→ Required work: Beginning with the line that contains "drop a dot on the dryer", reproduce the remaining lines of the material exactly, up to and including the last one, but no pictures.

== Stored rows

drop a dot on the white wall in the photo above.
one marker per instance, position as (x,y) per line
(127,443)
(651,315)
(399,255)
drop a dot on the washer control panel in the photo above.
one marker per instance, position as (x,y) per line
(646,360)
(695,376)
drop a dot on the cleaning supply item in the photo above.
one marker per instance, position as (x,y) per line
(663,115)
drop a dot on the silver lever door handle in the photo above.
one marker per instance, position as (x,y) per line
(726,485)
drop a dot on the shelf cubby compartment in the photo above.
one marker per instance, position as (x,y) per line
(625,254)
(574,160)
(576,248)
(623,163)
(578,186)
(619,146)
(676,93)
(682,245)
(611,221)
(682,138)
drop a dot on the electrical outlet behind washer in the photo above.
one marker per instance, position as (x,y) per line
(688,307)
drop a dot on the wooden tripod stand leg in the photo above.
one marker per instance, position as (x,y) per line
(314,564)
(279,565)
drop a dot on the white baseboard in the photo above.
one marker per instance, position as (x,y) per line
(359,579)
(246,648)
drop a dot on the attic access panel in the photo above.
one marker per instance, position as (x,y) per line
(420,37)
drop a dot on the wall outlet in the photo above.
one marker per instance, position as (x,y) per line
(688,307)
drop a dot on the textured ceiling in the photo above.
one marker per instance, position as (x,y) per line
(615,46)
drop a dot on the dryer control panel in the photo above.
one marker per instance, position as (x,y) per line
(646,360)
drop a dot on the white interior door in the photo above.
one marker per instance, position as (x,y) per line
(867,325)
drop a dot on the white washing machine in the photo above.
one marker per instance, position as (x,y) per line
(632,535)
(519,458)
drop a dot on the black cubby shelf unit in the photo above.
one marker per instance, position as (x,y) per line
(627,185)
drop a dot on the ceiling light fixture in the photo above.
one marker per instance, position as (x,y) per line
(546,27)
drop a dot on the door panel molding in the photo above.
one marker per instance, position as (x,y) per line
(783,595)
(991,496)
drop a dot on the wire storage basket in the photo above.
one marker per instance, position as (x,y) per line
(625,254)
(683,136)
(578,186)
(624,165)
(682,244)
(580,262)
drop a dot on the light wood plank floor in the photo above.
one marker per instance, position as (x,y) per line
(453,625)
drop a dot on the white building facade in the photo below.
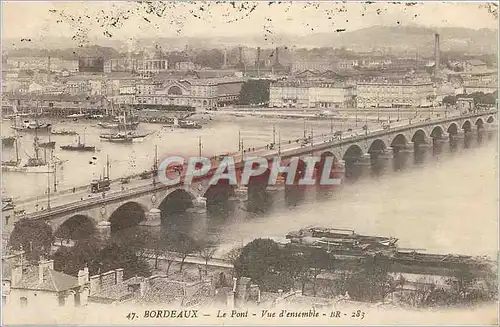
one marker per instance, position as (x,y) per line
(319,94)
(373,95)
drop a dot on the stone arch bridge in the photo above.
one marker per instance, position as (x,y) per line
(146,200)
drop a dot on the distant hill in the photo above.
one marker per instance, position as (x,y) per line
(398,39)
(407,38)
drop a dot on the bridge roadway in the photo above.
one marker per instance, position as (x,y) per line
(68,202)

====

→ Reply to the task:
drop a dot on the dryer control panel in the photo above.
one marker per instance, position as (x,y) per line
(646,360)
drop a dot on the white interior door in the photo above.
one marker per instance, position as (x,y) per line
(867,325)
drop a dot on the white washing machine in the photo above.
one marker per instance, position as (x,y) per line
(632,535)
(519,458)
drop a dot on the black cubby shelf unit in the photo above.
one marker per instance, position as (x,y) per line
(627,185)
drop a dot on the ceiling light fixture in the photo above.
one marker per instance, position as (x,y) per line
(546,27)
drop a dot on the door panel molding in the photo above.
one marker per instance, position as (x,y) per line
(783,595)
(991,496)
drop a dot on the wire storage basket in the photo above.
one marker per instance, position as (x,y) per line
(625,254)
(683,136)
(578,186)
(624,165)
(682,244)
(580,262)
drop a dot on the light wood plank floor in the photo above.
one marker per instance, position as (x,y) per line
(453,625)
drop a dot on the white building facade in the photo below.
one marker per instance, position as (x,y) per line
(319,94)
(373,95)
drop a dot on the stone arch bridge in the photo above.
one marker per instance, position as (x,y) per line
(146,200)
drop a dot on the distant hill in the photo above.
one marker per instance, position as (x,y) per line
(398,39)
(407,38)
drop a dot on the bridge roadway in the photo above.
one marker per instance, position as (x,y) per line
(68,202)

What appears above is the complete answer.